Check the appropriate box below if the Form 8-K filing is intended to simultaneously satisfy the filing obligation of the registrant under any of the following provisions (see General Instruction A.2. below):

Written communications pursuant to Rule 425 under the Securities Act (17 CFR 230.425)
Soliciting material pursuant to Rule 14a-12 under the Exchange Act (17 CFR 240.14a-12)
Pre-commencement communications pursuant to Rule 14d-2(b) under the Exchange Act (17 CFR 240.14d-2(b))
Pre-commencement communications pursuant to Rule 13e-4(c) under the Exchange Act (17 CFR 240.13e-4(c))
Securities registered pursuant to Section 12(b) of the Act:
Title of each class
Trading Symbol(s)
Name of each exchange on which registered
Common stock, $1.00 par value
VNE
New York Stock Exchange
Indicate by check mark whether the registrant is an emerging growth company as defined in Rule 405 of the Securities Act of 1933 (§230.405 of this chapter) or Rule 12b-2 of the Securities Exchange Act of 1934 (§ 240.12b-2 of this chapter).
Emerging growth company 
If an emerging growth company, indicate by check mark if the registrant has elected not to use the extended transition period for complying with any new or revised financial accounting standards provided pursuant to Section 13(a) of the Exchange Act. 







Item 1.01    Entry into a Material Definitive Agreement.
On October 30, 2019, Veoneer AB, a wholly-owned subsidiary of Veoneer, Inc. (the “Company” or “Veoneer”), entered into (1) the VNBJ Share Purchase Agreement and (2) the VNBZ Share Purchase Agreement (collectively, the “Share Purchase Agreements”), in each case with Honda Motor Co., Ltd. (“Honda”) and Nissin Kogyo Co., Ltd. (“Nissin”). The Share Purchase Agreements govern the sale by Veoneer AB of all of its equity interests in each of Veoneer Nissin Brake Systems Japan Co., Ltd. (“VNBJ”) and Veoneer Nissin Brake Systems (Zhongshan) Co., Ltd. (“VNBZ,” and together with VNBJ, the “Target Companies”), respectively, which comprise the Company’s Veoneer Nissin Brake Systems (VNBS) joint venture with its joint venture partner Nissin. VNBS was formed on March 7, 2016 pursuant to a joint venture agreement, as amended (the “JV Agreement”), among Veoneer AB and Veoneer US, Inc. (the “Veoneer Parties”), Nissin, Nissin Kogyo Holdings USA, Inc. and Zhongshan Nissin Industry Co., Ltd. (collectively, the “JV Parties”). On June 28, 2019, Veoneer acquired Nissin Kogyo’s interests in the US operations of VNBS.
The JV Agreement provides that Veoneer AB owns 51% of each Target Company and Nissin owns the remaining 49% of each such entity. Pursuant to the Share Purchase Agreements, Honda and Nissin will acquire Veoneer AB’s 51% interest in each Target Company, such that after the consummation of the transactions Honda will hold 26% of each Target Company and Nissin will hold 74% of each such entity. On October 30, 2019, VNBJ and Veoneer Brake Systems, LLC, a wholly-owned subsidiary of the Company (“VBS”) entered into a Secondment Agreement, pursuant to which personnel of VNBJ will be seconded to VBS for the development and launch of EB100/200 thereby.

- _Information supplied_

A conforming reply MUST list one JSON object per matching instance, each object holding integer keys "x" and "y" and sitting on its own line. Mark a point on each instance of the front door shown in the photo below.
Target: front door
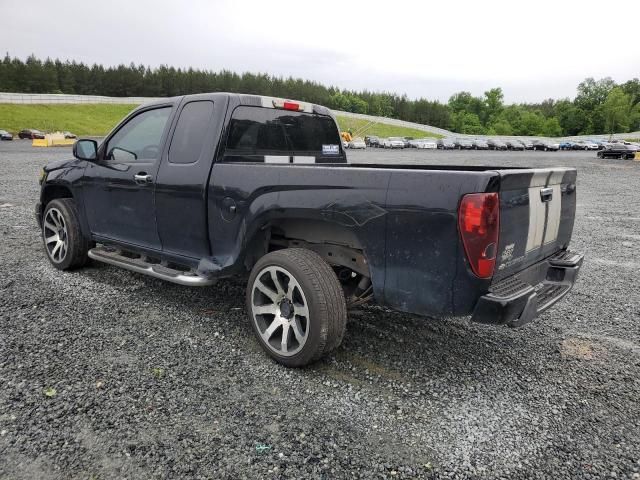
{"x": 119, "y": 186}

- _Written instruction 1_
According to the Form 8-K excerpt, what share of each Target Company will Honda hold once the transactions are completed?
- _Written instruction 2_
Please extract the passage of the Form 8-K excerpt between "Written communications pursuant" and "(17 CFR 240.14a-12)", inclusive.

- _Solution 1_
26%

- _Solution 2_
Written communications pursuant to Rule 425 under the Securities Act (17 CFR 230.425)
Soliciting material pursuant to Rule 14a-12 under the Exchange Act (17 CFR 240.14a-12)